* Problem requirements
Could the data below be copied out in full, word for word?

* Source records
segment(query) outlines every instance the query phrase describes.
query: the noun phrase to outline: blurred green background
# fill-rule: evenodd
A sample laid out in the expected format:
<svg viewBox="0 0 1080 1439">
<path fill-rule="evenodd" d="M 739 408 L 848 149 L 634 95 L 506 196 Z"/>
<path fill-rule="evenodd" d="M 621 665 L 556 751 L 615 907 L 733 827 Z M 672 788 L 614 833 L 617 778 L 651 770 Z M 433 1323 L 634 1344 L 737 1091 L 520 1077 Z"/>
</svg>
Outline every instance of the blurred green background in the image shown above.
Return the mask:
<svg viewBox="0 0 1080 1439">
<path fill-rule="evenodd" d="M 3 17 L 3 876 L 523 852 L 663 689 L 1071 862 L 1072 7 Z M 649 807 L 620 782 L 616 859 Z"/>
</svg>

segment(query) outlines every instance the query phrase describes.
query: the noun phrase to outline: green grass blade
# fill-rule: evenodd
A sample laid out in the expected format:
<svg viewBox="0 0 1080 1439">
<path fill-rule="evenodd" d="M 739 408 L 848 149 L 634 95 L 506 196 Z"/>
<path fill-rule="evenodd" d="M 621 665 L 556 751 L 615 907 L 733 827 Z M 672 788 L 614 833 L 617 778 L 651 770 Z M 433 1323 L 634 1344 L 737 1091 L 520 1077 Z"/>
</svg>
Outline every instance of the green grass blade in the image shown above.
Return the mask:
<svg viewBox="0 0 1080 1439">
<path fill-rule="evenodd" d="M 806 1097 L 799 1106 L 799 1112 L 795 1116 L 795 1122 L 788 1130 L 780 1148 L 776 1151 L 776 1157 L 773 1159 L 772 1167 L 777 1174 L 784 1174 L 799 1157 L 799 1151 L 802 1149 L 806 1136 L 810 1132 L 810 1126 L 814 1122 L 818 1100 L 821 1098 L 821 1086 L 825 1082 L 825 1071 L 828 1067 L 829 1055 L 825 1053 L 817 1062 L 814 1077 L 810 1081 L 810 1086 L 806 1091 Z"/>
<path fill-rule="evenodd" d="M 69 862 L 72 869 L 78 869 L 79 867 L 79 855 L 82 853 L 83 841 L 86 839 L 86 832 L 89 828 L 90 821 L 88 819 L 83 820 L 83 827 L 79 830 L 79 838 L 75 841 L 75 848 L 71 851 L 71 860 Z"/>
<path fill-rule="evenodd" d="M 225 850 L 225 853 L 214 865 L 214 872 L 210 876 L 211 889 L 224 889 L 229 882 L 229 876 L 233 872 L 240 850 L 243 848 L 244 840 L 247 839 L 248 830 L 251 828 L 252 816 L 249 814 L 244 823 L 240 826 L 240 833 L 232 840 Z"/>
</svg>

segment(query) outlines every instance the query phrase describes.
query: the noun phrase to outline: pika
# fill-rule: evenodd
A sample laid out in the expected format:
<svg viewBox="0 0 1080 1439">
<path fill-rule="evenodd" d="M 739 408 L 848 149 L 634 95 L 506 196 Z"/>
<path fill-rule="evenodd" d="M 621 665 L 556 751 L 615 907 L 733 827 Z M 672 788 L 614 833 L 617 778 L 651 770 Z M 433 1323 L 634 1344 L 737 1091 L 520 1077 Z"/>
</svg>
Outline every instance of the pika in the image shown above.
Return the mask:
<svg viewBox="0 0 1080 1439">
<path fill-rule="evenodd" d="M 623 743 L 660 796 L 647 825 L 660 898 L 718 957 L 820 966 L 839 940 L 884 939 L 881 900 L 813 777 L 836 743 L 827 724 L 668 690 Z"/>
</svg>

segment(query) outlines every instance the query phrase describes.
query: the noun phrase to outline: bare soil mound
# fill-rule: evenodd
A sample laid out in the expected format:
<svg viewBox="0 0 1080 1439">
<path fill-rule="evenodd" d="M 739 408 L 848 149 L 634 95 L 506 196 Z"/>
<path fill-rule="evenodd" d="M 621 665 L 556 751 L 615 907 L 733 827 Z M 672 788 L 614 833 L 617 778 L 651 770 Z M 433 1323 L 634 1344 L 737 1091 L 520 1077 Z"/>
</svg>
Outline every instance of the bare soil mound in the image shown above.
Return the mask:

* Solution to this problem
segment(query) outlines every instance the query phrase describes.
query: the noun phrase to outline: blurred green background
# fill-rule: evenodd
A sample laid out in the expected format:
<svg viewBox="0 0 1080 1439">
<path fill-rule="evenodd" d="M 739 408 L 848 149 L 634 95 L 506 196 Z"/>
<path fill-rule="evenodd" d="M 621 665 L 556 751 L 615 907 L 733 827 Z M 672 788 L 614 833 L 617 778 L 651 770 Z M 433 1323 L 634 1344 L 737 1091 L 520 1077 Z"/>
</svg>
Outline every instance of the blurred green background in the image shown above.
Return the mask:
<svg viewBox="0 0 1080 1439">
<path fill-rule="evenodd" d="M 3 17 L 3 876 L 523 852 L 663 689 L 1071 862 L 1072 7 Z M 649 807 L 620 782 L 616 859 Z"/>
</svg>

segment(query) outlines every instance the query phrase describes.
query: the noun phrase to outline: green grass blade
# fill-rule: evenodd
A sample laid out in the expected format:
<svg viewBox="0 0 1080 1439">
<path fill-rule="evenodd" d="M 739 408 L 848 149 L 634 95 L 506 196 Z"/>
<path fill-rule="evenodd" d="M 621 665 L 556 751 L 615 907 L 733 827 Z M 672 788 L 614 833 L 617 778 L 651 770 Z M 433 1323 L 634 1344 L 737 1091 L 520 1077 Z"/>
</svg>
Outline every instance of the green grass blade in the image shown above.
Return the mask:
<svg viewBox="0 0 1080 1439">
<path fill-rule="evenodd" d="M 806 1097 L 799 1106 L 799 1112 L 795 1116 L 795 1122 L 788 1130 L 780 1148 L 776 1151 L 776 1157 L 773 1159 L 772 1167 L 777 1174 L 784 1174 L 799 1157 L 799 1151 L 802 1149 L 806 1136 L 810 1132 L 810 1126 L 814 1122 L 818 1100 L 821 1098 L 821 1086 L 825 1082 L 825 1071 L 828 1067 L 829 1055 L 825 1053 L 817 1062 L 814 1077 L 810 1081 L 810 1086 L 806 1091 Z"/>
<path fill-rule="evenodd" d="M 69 862 L 72 869 L 78 869 L 79 867 L 79 855 L 82 853 L 83 841 L 86 839 L 86 832 L 89 828 L 90 821 L 88 819 L 83 820 L 83 827 L 79 830 L 79 838 L 75 841 L 75 848 L 71 851 L 71 860 Z"/>
<path fill-rule="evenodd" d="M 225 850 L 225 853 L 214 865 L 214 872 L 210 876 L 211 889 L 224 889 L 229 882 L 229 876 L 233 872 L 240 850 L 243 848 L 244 840 L 247 839 L 248 830 L 251 828 L 252 816 L 249 814 L 244 823 L 240 826 L 240 833 L 232 840 Z"/>
</svg>

segment(query) outlines every instance the query phrase describes.
query: the noun phrase to outline: pika
# fill-rule: evenodd
A sample laid out in the expected format:
<svg viewBox="0 0 1080 1439">
<path fill-rule="evenodd" d="M 739 408 L 848 149 L 634 95 L 506 196 Z"/>
<path fill-rule="evenodd" d="M 621 665 L 556 751 L 615 907 L 733 827 Z M 672 788 L 614 833 L 617 778 L 651 770 Z M 433 1323 L 634 1344 L 737 1091 L 520 1077 Z"/>
</svg>
Outline every instance of the pika in the image shown above.
Return the mask:
<svg viewBox="0 0 1080 1439">
<path fill-rule="evenodd" d="M 623 743 L 660 796 L 647 825 L 660 898 L 718 957 L 820 966 L 839 940 L 884 939 L 881 900 L 813 777 L 836 743 L 827 724 L 668 690 Z"/>
</svg>

segment(query) outlines every instance the query phrase describes.
query: the noun phrase to outline: bare soil mound
# fill-rule: evenodd
A sample laid out in the expected format:
<svg viewBox="0 0 1080 1439">
<path fill-rule="evenodd" d="M 739 408 L 848 149 L 634 95 L 506 196 Z"/>
<path fill-rule="evenodd" d="M 621 665 L 556 751 L 615 907 L 733 827 Z M 672 788 L 614 833 L 617 778 L 651 770 Z M 433 1323 L 634 1344 L 737 1091 L 520 1077 Z"/>
</svg>
Outline every instance of the bare soil mound in the image shown above.
Return the mask:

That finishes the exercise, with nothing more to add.